*The data*:
━━━

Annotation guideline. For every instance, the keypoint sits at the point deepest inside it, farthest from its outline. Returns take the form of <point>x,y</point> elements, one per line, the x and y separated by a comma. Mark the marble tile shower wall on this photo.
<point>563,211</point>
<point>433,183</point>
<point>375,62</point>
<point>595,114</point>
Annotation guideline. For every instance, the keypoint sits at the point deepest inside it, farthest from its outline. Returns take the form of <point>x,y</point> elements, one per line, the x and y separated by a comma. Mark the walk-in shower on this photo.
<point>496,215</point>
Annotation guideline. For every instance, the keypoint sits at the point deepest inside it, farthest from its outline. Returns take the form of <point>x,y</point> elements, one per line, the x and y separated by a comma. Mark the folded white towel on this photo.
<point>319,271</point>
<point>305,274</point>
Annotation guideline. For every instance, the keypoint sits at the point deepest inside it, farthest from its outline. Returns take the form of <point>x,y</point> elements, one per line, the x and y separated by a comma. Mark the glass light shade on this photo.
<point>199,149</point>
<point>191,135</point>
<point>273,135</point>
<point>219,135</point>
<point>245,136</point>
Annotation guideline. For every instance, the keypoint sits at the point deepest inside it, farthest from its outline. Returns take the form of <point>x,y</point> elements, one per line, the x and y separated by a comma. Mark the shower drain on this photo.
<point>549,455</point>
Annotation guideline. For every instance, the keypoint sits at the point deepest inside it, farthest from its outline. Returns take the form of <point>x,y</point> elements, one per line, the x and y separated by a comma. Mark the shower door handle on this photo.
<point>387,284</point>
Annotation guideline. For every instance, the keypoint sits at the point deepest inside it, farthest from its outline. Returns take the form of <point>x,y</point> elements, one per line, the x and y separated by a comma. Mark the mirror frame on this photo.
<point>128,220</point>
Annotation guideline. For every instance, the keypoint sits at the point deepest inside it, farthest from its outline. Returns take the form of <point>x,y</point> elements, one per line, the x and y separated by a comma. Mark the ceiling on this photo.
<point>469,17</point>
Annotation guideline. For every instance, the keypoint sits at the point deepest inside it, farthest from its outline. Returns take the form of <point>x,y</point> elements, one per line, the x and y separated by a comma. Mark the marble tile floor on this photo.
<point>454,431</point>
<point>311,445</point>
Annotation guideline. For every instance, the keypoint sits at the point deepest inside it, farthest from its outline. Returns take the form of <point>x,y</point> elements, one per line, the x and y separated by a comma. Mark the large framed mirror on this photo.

━━━

*What the task requires*: Rescale the rows from the start through the one containing "<point>305,274</point>". Write out every row in that stretch, requests included, with each x and y coordinate in the answers multiplied by 0.3 and rounded to a whole number (halves round up), and leave the request text unchanged.

*Right answer*:
Annotation guideline. For every instance, the keypoint sits at the point deepest inside it, farthest from its outline. Returns take the form of <point>x,y</point> elements, one per line, the x and y separated by a comma. Mark the marble tile shower wall on this photo.
<point>169,63</point>
<point>130,55</point>
<point>113,19</point>
<point>179,34</point>
Annotation guideline. For every instance, the keypoint sits at the point deepest inside it, farthest from its outline. Returns take the form of <point>x,y</point> elements, one per line, the x and y separated by a comma. Mark the walk-in shower on this photo.
<point>149,65</point>
Annotation guideline. For every instance, the keypoint sits at the point deepest inside it, farthest from its outline. Returns take the form of <point>x,y</point> elements, one per line, the x and y separated by a comma. Mark the folded white towel on this photo.
<point>96,81</point>
<point>92,82</point>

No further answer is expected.